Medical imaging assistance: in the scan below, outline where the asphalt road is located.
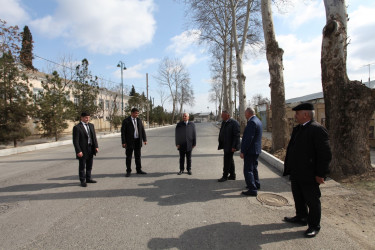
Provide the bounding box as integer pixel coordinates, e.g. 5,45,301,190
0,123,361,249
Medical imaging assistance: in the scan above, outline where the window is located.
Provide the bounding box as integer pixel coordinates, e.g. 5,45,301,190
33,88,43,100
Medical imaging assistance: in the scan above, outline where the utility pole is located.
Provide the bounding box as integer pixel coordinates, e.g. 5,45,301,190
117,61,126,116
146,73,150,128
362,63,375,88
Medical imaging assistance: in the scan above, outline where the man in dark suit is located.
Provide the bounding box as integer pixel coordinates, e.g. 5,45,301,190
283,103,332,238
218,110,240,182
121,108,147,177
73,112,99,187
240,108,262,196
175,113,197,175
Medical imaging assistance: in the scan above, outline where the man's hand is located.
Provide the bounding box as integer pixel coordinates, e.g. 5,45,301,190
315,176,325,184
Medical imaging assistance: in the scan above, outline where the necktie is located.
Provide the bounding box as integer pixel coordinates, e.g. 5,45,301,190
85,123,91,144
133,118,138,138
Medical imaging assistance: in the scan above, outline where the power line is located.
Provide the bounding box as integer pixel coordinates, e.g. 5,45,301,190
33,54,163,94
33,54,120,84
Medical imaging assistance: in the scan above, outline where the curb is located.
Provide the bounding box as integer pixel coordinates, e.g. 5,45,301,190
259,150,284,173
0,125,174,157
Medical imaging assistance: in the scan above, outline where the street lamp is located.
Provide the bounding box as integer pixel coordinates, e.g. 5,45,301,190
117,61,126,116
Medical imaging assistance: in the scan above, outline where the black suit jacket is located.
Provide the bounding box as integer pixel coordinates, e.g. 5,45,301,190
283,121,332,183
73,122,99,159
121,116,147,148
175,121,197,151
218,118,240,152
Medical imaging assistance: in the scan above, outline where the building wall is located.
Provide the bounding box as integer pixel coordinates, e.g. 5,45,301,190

# # #

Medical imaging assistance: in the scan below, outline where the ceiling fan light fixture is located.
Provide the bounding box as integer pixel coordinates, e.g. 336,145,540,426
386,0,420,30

# # #

### AIM
Locate every line in the records that contains the word "suit", matching case, and copy each of those lines.

### FULL SOLUTION
Medical imaging assistance: in the scan above, outline where the man in dark suit is located.
Medical imaging assistance: in the scan above, outline where the black suit jacket is located.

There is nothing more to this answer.